Text extract>

South Korean soldiers inspect loudspeakers before installing them near the inter-Korean border, in this photo provided by the Joint Chiefs of Staff (JCS), June 9. Yonhap

South Korea conducted anti-Pyongyang broadcasts through its border loudspeakers in full-scale for the second day Monday, the Joint Chiefs of Staff (JCS) said, amid tensions over the North's launches of trash-carrying balloons into the South.

The military began the daily anti-Pyongyang broadcasts at 6 a.m. for a 16-hour run after turning them on all the fronts Sunday in response to the North's repeated launches of the balloons, according to the JCS.

The latest broadcast is said to have included news of multiple North Korean troops killed in recent mine explosions while installing them within the North's side of the Demilitarized Zone separating the two Koreas and a defection of a North Korean diplomat to South Korea.

Debris from a trash balloon floated over from North Korea is scattered on a street in Gangbuk District, Seoul, in this picture provided by the Joint Chiefs of Staff (JCS), Sunday. Yonhap

Debris from a trash balloon floated over from North Korea is scattered on a street in Gangbuk District, Seoul, in this picture provided by the Joint Chiefs of Staff (JCS), Sunday. Yonhap

North Korea has launched the trash balloons toward the South over nine occasions since late May, including some 500 such balloons Sunday, in a tit-for-tat retaliation for anti-Pyongyang leaflets that North Korean defectors in the South send to the North using balloons.

Recorded information>
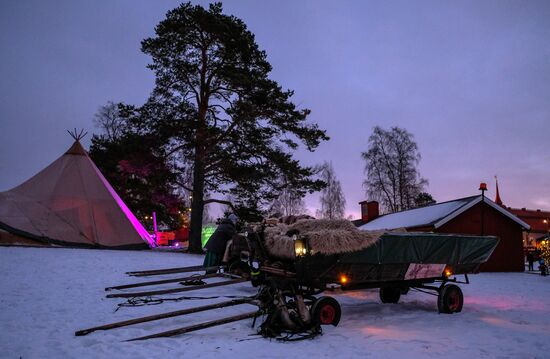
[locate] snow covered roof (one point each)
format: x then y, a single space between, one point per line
434 215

Exercises to complete>
• A. Reproduce, word for word, the passage of the loudspeaker broadcast article between "South Korea conducted" and "to the JCS.", inclusive.
• B. Pick up the article on the border loudspeaker broadcasts after its final sentence and keep writing it.

Written responses>
• A.
South Korea conducted anti-Pyongyang broadcasts through its border loudspeakers in full-scale for the second day Monday, the Joint Chiefs of Staff (JCS) said, amid tensions over the North's launches of trash-carrying balloons into the South.

The military began the daily anti-Pyongyang broadcasts at 6 a.m. for a 16-hour run after turning them on all the fronts Sunday in response to the North's repeated launches of the balloons, according to the JCS.

• B.
Of the North's latest launched balloons, some 240 of them landed in South Korea, largely carrying pieces of paper, according to the JCS.

South Korea restarted anti-Pyongyang broadcasts on June 9 for the first time in six years due to the North's balloon campaign but had switched them off the next day in an apparent bid to prevent the situation from spiraling out of control.

It resumed partially operating the loudspeakers daily since Thursday before expanding them in full scale Sunday.

The military is considering measures to expand the broadcasts if the North continues to launch the balloons or undertake other forms of provocative acts against the South.

"We operated fixed speakers at all sections yesterday and will also turn on mobile speakers going forward," JCS spokesperson Col. Lee Sung-jun told a briefing. "As of 1 p.m. Sunday, we had lifted all restrictions on propaganda loudspeaker broadcasts."

The military is believed to deploy 24 fixed loudspeakers, audible up to 24 kilometers during nighttime, and 16 portable speakers, with a greater range, in front-line areas.

While the JCS spokesperson did not elaborate on the details of the broadcasts, Lee said they comprise "contents that are beneficial to North Korean residents and soldiers as well as those promoting our system."

North Korea has bristled against the loudspeaker campaign, as well as anti-Pyongyang leaflets, on fears that an influx of outside information could pose a threat to the Kim Jong-un regime.

In 2014, the two Koreas exchanged machine gun fire across the border after the North apparently tried to shoot down balloons carrying propaganda leaflets critical of North Korea.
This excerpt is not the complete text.